Saved entries:

- - - - - - -

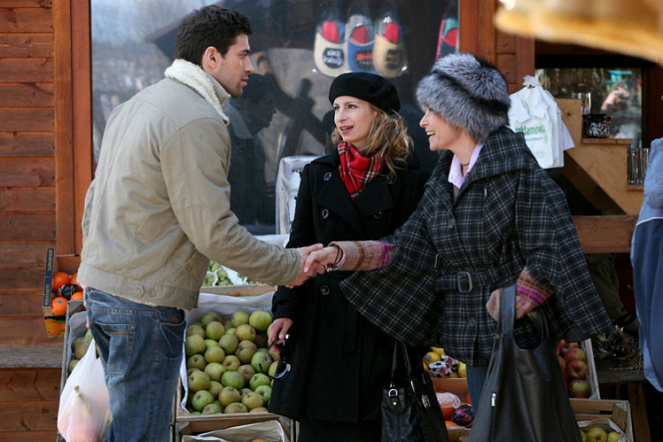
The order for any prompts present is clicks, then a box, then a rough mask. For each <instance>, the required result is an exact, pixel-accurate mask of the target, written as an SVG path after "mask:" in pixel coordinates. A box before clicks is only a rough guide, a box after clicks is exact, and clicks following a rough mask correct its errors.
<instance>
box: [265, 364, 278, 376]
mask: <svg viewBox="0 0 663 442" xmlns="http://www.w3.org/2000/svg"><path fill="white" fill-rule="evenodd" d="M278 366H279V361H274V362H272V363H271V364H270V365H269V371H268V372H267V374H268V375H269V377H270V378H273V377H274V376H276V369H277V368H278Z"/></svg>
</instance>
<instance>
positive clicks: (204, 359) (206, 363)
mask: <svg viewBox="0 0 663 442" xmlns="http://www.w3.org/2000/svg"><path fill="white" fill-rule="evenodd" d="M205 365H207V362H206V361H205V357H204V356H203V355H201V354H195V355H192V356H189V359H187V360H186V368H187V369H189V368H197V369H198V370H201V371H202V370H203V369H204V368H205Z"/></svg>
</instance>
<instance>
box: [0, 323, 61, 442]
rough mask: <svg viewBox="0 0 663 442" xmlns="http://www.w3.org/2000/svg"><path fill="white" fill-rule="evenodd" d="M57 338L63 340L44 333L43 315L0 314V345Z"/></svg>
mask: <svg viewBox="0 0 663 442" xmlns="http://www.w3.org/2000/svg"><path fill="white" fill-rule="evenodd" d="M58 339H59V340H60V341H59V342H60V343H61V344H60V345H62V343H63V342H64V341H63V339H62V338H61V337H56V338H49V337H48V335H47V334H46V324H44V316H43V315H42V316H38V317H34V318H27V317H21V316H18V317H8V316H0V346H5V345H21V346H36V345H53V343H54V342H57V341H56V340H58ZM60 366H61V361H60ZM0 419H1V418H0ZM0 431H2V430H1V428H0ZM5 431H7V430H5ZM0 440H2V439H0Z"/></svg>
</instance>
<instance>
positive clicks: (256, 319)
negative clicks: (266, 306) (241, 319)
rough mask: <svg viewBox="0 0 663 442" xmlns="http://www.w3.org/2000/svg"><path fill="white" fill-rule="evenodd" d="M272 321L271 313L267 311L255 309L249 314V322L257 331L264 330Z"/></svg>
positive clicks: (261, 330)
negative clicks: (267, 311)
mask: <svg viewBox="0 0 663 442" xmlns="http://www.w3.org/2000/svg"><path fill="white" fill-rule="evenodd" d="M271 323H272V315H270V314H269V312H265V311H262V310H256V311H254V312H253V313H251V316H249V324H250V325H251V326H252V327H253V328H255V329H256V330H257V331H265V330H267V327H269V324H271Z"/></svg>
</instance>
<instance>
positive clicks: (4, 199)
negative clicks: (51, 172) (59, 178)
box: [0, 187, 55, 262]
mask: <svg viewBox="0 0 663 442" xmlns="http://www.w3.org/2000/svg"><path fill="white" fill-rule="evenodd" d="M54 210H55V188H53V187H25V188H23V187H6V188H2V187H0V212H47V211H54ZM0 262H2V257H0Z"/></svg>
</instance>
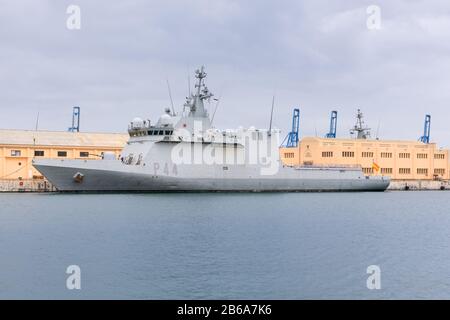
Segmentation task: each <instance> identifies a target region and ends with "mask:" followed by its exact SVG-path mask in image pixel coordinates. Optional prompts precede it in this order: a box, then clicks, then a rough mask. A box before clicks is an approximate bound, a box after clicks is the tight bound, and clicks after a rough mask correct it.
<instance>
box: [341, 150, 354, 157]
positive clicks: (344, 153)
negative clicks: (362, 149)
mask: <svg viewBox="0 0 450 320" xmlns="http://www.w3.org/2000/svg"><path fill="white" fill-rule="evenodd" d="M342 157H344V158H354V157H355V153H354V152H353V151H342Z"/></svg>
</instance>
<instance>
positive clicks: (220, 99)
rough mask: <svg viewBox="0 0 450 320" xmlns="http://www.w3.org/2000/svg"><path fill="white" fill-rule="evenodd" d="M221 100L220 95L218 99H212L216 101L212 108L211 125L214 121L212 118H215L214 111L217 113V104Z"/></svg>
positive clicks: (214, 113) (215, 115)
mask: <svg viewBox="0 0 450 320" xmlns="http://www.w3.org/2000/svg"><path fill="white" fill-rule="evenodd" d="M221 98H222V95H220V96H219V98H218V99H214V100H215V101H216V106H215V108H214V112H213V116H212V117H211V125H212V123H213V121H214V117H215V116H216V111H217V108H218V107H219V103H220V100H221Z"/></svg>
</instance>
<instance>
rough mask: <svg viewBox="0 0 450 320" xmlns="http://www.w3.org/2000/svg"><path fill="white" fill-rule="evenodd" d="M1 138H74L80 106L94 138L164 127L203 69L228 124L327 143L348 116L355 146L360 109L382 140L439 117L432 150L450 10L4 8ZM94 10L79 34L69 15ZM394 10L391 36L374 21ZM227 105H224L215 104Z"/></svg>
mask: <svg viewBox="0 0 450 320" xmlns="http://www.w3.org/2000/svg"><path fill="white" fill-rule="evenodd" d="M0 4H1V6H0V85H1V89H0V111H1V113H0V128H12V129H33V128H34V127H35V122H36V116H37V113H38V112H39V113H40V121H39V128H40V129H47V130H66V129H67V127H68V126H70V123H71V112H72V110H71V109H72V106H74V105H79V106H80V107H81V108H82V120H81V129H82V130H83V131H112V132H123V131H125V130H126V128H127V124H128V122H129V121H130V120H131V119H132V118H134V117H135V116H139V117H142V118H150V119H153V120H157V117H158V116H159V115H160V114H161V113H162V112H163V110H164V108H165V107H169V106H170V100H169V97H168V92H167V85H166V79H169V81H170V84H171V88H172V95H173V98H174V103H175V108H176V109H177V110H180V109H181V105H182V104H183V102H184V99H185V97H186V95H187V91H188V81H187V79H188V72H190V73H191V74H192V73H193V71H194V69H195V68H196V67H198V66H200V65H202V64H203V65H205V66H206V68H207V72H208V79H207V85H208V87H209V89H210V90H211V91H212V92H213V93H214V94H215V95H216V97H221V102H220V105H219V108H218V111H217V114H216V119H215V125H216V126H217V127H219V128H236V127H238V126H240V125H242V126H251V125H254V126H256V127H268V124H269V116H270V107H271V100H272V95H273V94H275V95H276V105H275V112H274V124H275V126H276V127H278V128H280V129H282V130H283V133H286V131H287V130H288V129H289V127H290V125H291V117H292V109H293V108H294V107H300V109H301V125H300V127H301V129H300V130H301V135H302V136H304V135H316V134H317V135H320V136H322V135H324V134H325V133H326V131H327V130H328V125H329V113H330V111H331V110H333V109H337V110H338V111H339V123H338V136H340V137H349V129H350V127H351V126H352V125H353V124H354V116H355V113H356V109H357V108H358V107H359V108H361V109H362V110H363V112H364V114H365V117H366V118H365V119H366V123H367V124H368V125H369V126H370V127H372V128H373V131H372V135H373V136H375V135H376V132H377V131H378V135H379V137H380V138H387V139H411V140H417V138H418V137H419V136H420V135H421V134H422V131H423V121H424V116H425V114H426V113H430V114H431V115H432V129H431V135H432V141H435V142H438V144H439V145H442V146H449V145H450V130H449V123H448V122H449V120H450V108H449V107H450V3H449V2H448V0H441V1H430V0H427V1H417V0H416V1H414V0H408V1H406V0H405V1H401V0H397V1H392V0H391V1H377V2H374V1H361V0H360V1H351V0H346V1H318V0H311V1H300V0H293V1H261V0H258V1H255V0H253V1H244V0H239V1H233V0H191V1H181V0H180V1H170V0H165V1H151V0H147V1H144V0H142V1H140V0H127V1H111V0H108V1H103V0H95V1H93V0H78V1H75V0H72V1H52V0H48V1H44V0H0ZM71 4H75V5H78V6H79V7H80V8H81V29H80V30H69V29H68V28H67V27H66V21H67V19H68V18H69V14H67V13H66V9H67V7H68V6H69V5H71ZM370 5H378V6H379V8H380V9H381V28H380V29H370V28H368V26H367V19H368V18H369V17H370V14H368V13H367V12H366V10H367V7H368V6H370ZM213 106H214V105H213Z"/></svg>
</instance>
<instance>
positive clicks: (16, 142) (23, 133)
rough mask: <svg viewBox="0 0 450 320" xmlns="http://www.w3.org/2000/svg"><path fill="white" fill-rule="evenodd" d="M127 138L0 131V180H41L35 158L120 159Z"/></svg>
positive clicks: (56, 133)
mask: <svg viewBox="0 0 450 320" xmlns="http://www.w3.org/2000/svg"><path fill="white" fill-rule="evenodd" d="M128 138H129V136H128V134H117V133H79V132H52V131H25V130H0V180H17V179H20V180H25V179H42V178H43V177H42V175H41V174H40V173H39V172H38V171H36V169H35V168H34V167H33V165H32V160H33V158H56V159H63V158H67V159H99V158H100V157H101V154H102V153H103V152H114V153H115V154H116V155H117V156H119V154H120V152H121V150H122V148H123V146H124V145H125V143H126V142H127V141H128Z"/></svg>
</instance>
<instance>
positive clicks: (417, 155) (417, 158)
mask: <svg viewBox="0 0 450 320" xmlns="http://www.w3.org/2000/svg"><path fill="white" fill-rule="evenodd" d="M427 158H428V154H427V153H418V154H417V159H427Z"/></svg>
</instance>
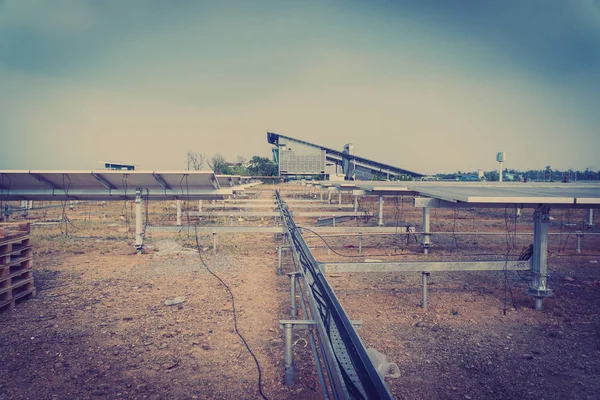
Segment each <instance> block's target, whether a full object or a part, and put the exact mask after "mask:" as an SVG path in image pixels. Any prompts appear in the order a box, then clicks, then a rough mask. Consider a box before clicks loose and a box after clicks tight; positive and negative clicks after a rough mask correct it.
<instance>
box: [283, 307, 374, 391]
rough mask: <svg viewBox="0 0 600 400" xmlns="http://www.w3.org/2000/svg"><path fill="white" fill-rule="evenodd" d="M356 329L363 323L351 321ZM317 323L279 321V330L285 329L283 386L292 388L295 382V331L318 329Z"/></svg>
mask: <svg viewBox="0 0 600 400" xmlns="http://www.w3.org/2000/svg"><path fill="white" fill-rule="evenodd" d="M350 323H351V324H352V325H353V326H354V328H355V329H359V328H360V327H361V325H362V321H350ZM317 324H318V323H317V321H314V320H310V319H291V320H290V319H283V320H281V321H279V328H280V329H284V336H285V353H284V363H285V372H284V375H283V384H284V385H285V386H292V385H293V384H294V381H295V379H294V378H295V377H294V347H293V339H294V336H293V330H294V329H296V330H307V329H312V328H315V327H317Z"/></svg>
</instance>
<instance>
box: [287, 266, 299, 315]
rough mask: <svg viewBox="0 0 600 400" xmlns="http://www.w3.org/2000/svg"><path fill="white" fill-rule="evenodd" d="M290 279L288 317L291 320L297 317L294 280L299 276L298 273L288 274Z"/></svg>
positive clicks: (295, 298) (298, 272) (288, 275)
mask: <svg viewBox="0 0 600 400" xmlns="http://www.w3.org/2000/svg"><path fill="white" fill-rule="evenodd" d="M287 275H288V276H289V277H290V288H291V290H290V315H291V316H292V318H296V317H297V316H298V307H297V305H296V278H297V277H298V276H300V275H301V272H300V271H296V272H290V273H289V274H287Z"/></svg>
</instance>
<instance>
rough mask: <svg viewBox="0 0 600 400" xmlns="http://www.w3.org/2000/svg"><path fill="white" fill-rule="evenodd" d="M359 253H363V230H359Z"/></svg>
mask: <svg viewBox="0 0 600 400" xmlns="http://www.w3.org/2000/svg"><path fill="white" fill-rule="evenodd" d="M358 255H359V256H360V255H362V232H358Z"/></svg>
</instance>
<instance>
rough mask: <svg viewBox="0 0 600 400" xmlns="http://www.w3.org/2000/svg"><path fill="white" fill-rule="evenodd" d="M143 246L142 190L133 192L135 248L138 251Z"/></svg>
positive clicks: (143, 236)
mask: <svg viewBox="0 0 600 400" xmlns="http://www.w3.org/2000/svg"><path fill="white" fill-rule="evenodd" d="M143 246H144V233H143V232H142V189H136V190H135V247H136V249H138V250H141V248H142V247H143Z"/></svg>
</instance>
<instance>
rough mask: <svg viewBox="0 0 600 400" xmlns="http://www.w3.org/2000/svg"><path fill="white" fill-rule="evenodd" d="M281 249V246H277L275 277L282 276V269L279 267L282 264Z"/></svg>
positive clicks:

- - - - - - -

**Exercise brief**
Copy out the line holding "246L142 190L133 192L135" along with all lines after it through the end of the entries, exactly and only these.

**Response**
rough mask: <svg viewBox="0 0 600 400" xmlns="http://www.w3.org/2000/svg"><path fill="white" fill-rule="evenodd" d="M143 246L142 190L133 192L135 248L138 251Z"/></svg>
positive clicks: (143, 236)
mask: <svg viewBox="0 0 600 400" xmlns="http://www.w3.org/2000/svg"><path fill="white" fill-rule="evenodd" d="M143 246H144V233H143V232H142V189H136V190H135V247H136V249H138V250H141V248H142V247H143Z"/></svg>
</instance>
<instance>
rough mask: <svg viewBox="0 0 600 400" xmlns="http://www.w3.org/2000/svg"><path fill="white" fill-rule="evenodd" d="M281 249V246H277L275 277L282 276V269L279 267L282 264Z"/></svg>
positive clicks:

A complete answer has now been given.